Document segment
__________________________________________________

Excellent as always, Leila, thank you! I will organise my note-taking along these lines instead of just writing them in a column as I usually do. Psychologists have known for a long time that writing notes in script (as opposed to block capitals) involves both sides of the brain and increases the likelihood of the idea becoming embedded in memory. I regularly see students using laptops to type their notes - OK, it keeps a neat copy but when asked they don't seem to remember the content. It seems as if the brain is too busy with the process of typing and is not moving the content into longer-term memory.
100%
I would just try to focus on what’s effective. Explaining why something is not effective is not worth your time.
Another tip: using OneNote's recording feature will sync to what you wrote. So if you record the meeting while taking notes but can't exactly remember some details about something you wrote, just click the play button next to it to hear that part of the meeting!
Wow! Thanks!
For some reason this never seems to work for me… clearly an end user issue 😂
Notability does the same thing.

__________________________________________________

Record list
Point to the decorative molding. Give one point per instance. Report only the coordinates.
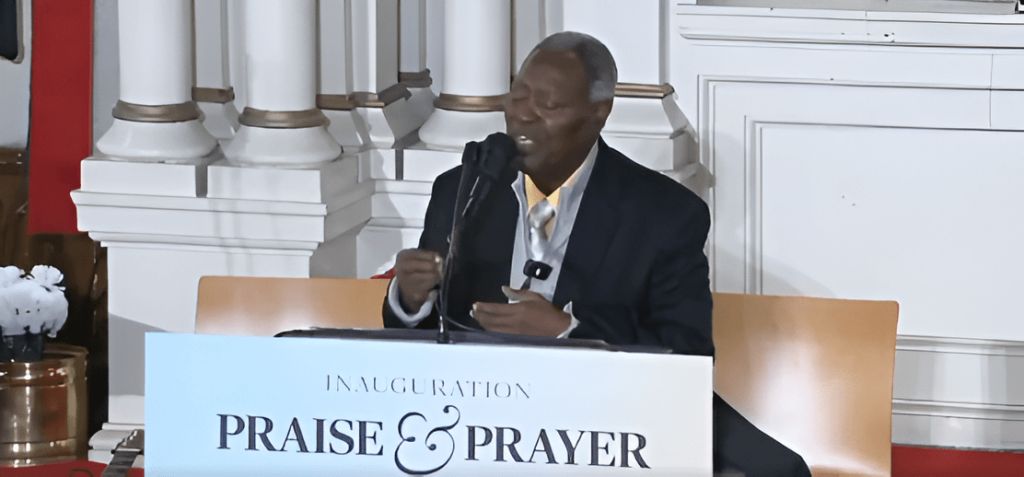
(335, 102)
(643, 90)
(958, 409)
(960, 346)
(220, 95)
(387, 96)
(416, 79)
(157, 114)
(282, 119)
(729, 24)
(470, 103)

__________________________________________________

To do
1 - In the note-taking comments, which app is said to do the same thing as OneNote's recording feature?
2 - Please quote the note-taking comments between "Another tip: using" and "the same thing.", inclusive.
3 - According to the note-taking comments, why don't students who type their notes on laptops seem to remember the content?

Answers below
1 - Notability.

2 -
Another tip: using OneNote's recording feature will sync to what you wrote. So if you record the meeting while taking notes but can't exactly remember some details about something you wrote, just click the play button next to it to hear that part of the meeting!
Wow! Thanks!
For some reason this never seems to work for me… clearly an end user issue 😂
Notability does the same thing.

3 - The brain seems too busy with the process of typing. As a result, it isn't moving the content into longer-term memory.